[Material to process Boundary: Start]

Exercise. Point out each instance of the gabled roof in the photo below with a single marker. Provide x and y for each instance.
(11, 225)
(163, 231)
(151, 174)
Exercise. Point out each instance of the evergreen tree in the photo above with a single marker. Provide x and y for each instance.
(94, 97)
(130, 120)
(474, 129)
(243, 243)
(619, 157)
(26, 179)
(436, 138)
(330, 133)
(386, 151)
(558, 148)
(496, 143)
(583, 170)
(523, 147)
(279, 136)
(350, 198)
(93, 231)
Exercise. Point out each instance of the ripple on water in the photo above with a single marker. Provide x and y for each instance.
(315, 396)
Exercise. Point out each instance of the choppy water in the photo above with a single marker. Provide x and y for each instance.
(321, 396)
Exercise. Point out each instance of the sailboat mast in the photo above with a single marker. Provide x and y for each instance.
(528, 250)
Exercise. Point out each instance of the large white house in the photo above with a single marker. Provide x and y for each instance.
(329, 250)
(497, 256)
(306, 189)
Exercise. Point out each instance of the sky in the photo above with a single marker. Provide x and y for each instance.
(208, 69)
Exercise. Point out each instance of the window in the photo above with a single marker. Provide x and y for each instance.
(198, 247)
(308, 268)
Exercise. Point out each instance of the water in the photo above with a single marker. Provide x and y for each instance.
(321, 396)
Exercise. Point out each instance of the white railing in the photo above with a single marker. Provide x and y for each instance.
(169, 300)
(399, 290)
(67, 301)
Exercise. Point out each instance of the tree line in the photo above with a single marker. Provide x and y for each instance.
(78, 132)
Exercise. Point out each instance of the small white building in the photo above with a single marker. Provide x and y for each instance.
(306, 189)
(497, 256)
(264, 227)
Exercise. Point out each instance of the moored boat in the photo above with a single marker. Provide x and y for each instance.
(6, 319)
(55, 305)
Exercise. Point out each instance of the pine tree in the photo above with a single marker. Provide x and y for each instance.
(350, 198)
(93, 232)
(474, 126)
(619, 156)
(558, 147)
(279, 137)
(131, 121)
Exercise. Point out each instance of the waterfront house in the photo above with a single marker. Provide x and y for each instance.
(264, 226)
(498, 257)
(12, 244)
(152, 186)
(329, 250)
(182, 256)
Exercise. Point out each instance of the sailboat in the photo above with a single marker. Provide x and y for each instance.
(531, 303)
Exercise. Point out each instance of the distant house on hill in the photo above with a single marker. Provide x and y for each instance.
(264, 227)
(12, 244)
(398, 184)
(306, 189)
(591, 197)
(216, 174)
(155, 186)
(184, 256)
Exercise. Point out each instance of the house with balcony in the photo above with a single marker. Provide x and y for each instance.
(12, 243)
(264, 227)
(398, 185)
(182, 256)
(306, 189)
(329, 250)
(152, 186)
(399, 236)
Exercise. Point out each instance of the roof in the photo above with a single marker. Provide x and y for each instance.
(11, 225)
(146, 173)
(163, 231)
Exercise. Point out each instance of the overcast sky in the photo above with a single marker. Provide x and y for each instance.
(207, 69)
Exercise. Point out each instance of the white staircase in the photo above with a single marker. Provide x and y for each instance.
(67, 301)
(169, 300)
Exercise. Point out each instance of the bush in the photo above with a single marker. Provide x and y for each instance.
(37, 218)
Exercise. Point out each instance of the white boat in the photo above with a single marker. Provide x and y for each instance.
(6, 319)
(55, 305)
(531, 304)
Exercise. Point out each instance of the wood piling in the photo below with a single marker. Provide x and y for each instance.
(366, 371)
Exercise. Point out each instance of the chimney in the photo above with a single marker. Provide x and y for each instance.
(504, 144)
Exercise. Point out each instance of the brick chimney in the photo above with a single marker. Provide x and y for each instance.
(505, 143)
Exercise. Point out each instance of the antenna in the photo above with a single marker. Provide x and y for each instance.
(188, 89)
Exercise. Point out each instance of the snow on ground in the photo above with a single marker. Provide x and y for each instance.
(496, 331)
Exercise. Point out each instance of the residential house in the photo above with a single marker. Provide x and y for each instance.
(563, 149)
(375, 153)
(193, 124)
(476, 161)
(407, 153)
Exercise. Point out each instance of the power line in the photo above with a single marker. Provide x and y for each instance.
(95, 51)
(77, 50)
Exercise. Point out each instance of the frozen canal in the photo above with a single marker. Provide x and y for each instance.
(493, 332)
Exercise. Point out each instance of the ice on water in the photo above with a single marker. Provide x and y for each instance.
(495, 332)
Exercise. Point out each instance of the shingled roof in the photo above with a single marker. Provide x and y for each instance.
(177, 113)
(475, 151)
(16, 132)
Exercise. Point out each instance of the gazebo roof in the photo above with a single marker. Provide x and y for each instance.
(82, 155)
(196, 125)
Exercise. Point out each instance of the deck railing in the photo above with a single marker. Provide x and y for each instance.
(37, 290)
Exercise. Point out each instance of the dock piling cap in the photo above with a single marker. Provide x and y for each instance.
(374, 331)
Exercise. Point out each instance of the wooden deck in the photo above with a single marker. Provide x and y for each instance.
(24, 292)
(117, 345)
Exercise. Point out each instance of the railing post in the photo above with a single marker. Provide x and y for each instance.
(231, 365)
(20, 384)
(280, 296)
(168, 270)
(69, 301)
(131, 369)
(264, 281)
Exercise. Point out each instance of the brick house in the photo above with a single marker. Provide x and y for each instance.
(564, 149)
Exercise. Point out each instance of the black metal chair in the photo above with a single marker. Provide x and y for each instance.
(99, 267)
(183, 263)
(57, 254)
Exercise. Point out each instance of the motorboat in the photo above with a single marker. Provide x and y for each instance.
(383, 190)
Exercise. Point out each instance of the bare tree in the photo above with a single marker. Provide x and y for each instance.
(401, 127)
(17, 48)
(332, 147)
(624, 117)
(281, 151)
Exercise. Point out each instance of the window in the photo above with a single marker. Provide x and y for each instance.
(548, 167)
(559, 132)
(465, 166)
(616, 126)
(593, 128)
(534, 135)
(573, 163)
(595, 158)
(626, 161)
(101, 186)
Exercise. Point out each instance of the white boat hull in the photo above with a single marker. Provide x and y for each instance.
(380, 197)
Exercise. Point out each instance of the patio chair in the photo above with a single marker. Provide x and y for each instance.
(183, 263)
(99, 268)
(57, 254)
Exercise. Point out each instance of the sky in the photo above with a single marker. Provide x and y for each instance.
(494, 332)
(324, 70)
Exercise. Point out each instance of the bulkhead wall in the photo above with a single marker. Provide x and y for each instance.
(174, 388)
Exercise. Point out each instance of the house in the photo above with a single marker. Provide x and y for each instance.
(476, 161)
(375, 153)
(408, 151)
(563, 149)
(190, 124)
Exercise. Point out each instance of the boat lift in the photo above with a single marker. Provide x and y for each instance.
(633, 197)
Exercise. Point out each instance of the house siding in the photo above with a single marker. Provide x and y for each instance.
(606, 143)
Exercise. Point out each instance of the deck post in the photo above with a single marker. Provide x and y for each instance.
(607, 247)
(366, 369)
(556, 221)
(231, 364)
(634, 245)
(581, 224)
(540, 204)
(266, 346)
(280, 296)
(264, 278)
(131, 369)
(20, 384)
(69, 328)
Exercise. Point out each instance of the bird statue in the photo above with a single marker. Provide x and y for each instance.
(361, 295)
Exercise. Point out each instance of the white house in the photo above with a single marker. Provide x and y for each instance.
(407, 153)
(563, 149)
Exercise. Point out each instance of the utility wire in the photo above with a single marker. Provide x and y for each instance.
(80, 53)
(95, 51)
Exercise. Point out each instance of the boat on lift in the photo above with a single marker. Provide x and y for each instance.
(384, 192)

[Material to process Boundary: End]
[Material to process Boundary: Start]

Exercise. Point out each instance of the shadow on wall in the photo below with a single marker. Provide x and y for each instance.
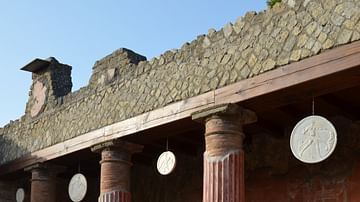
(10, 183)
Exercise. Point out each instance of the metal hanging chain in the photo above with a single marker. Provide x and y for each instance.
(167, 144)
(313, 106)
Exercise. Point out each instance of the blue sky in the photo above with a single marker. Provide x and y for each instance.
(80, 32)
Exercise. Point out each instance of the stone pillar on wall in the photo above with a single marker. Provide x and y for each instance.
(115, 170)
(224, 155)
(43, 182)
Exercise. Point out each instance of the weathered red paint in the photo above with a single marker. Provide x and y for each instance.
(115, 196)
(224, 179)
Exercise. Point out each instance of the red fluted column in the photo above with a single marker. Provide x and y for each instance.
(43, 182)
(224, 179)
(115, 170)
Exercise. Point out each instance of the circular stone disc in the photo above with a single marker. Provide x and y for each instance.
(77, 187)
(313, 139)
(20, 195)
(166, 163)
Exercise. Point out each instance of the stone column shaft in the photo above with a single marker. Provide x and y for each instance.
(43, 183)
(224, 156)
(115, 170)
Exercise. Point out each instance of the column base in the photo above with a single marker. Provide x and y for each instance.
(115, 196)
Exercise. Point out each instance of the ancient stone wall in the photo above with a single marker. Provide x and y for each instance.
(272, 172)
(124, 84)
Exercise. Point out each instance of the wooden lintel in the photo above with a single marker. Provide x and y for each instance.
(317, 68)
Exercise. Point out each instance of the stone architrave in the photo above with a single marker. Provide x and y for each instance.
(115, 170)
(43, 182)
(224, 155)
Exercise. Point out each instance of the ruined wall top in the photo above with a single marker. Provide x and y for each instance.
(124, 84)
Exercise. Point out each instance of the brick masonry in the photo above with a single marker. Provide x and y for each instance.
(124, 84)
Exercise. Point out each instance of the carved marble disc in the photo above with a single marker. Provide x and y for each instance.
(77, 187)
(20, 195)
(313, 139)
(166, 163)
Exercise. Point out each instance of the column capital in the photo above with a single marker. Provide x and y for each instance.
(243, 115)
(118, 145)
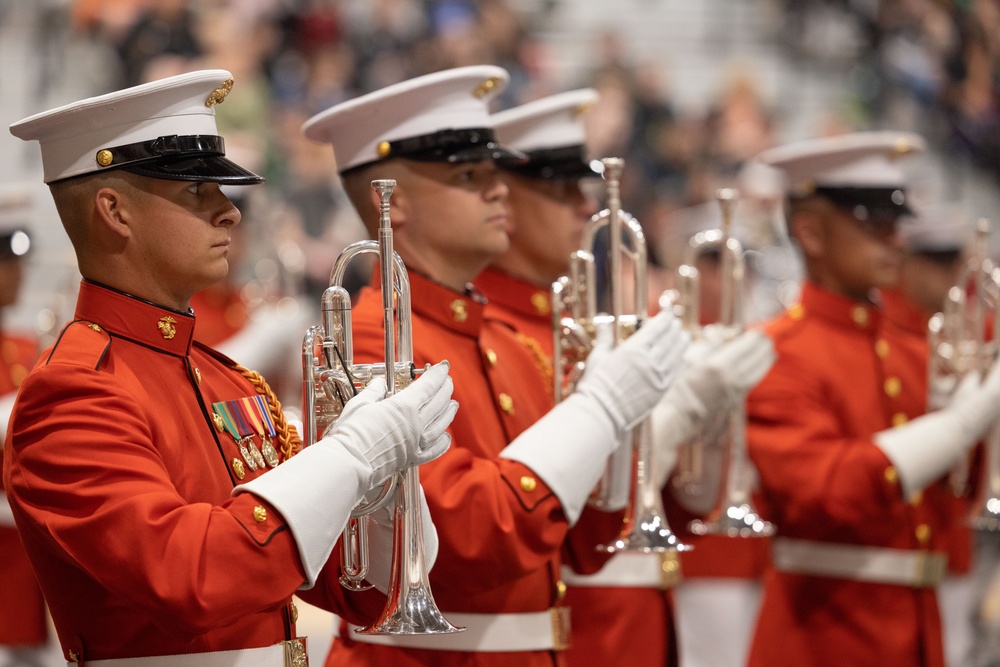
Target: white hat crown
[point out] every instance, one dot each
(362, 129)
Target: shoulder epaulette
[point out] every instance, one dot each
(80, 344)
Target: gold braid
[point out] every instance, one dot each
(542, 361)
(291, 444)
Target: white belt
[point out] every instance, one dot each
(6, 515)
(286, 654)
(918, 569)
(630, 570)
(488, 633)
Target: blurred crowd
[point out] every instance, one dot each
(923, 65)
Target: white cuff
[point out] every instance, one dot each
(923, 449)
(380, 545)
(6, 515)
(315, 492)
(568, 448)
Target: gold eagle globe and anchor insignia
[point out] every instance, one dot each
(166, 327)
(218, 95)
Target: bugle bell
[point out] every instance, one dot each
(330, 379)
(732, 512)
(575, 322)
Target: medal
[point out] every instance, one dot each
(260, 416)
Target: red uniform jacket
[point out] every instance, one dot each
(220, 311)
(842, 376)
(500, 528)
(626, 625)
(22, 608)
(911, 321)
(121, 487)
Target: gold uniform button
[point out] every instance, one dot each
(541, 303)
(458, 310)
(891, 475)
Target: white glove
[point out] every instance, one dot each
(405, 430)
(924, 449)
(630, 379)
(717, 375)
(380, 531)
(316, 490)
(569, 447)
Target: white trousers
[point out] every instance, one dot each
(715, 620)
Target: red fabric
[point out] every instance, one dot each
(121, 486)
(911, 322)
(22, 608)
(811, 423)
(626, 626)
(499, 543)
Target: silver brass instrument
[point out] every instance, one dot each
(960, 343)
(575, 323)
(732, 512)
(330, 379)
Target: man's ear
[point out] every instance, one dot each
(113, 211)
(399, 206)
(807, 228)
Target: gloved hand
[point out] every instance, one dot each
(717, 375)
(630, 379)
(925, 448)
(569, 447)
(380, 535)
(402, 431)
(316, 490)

[Material to process Boundary: End]

*Problem to solve*:
What you return must match the lines above from the one with "Exercise. Point out each instance of the wooden lintel" through the one with "Target: white hat crown" exactly, with both ends included and the pictures excluded.

*Expected answer*:
Exercise. Point out each instance of the wooden lintel in the photo above with a single marker. Provide x and y for each instance.
(317, 68)
Exercise. Point out each instance of the stone architrave in the photo above with a single marker. Provide x and y for each instance.
(115, 170)
(43, 182)
(224, 155)
Exercise. Point out each instance of the ruined wall top in the photo above with a single marker. Provide x and y for each instance.
(124, 84)
Exercise. Point out each instance of the brick masonry in the photo above with a single marker. Provide x and y for each instance.
(124, 84)
Exercise. Point out each instance of the carved marble disc in the photo above with a single marker. Provide x and y for each instance.
(77, 187)
(20, 195)
(313, 139)
(166, 163)
Exercise. Point out each instance of the column capital in the photo above with a single marker. Provide x and y for each instance.
(243, 115)
(118, 145)
Target: white hat crown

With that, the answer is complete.